[PATCH 1/2] rijndael-ppc: small speed-up for CBC and CFB encryption

Jussi Kivilinna jussi.kivilinna at iki.fi
Wed Jul 27 22:16:31 CEST 2022


* cipher/rijndael-ppc-common.h (AES_ENCRYPT_ALL): Remove
* cipher/rijndael-ppc-functions.h (CFB_ENC_FUNC)
(CBC_ENC_FUNC): Removed two block unrolled loop; Optimized single
block loop for shorter critical-path.
--

Patch gives small ~3% performance increase for CBC and CFB
encryption, tested with POWER8.

Signed-off-by: Jussi Kivilinna <jussi.kivilinna at iki.fi>
---
 cipher/rijndael-ppc-common.h    |  25 ------
 cipher/rijndael-ppc-functions.h | 131 ++++++++++++++++++--------------
 2 files changed, 74 insertions(+), 82 deletions(-)

diff --git a/cipher/rijndael-ppc-common.h b/cipher/rijndael-ppc-common.h
index bbbeaac0..3fa9a0b9 100644
--- a/cipher/rijndael-ppc-common.h
+++ b/cipher/rijndael-ppc-common.h
@@ -158,31 +158,6 @@ typedef union
     rkeylast = ALIGNED_LOAD (rk, nrounds); \
   } while (0)

▸ Material provided:
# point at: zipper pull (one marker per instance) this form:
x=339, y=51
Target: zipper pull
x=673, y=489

▸ Required actions:
a - Would you quote the rijndael-ppc patch between "Jussi Kivilinna jussi.kivilinna" and "for shorter critical-path.", inclusive?
b - How would you say this sentence from the rijndael-ppc patch in Spanish: "Patch gives small ~3% performance increase for CBC and CFB encryption, tested with POWER8."
You can complete this without the lines.

▸ Results for each task:
a -
Jussi Kivilinna jussi.kivilinna at iki.fi
Wed Jul 27 22:16:31 CEST 2022


* cipher/rijndael-ppc-common.h (AES_ENCRYPT_ALL): Remove
* cipher/rijndael-ppc-functions.h (CFB_ENC_FUNC)
(CBC_ENC_FUNC): Removed two block unrolled loop; Optimized single
block loop for shorter critical-path.

b - El parche ofrece un pequeño aumento de rendimiento de ~3 % en el cifrado CBC y CFB, probado con POWER8.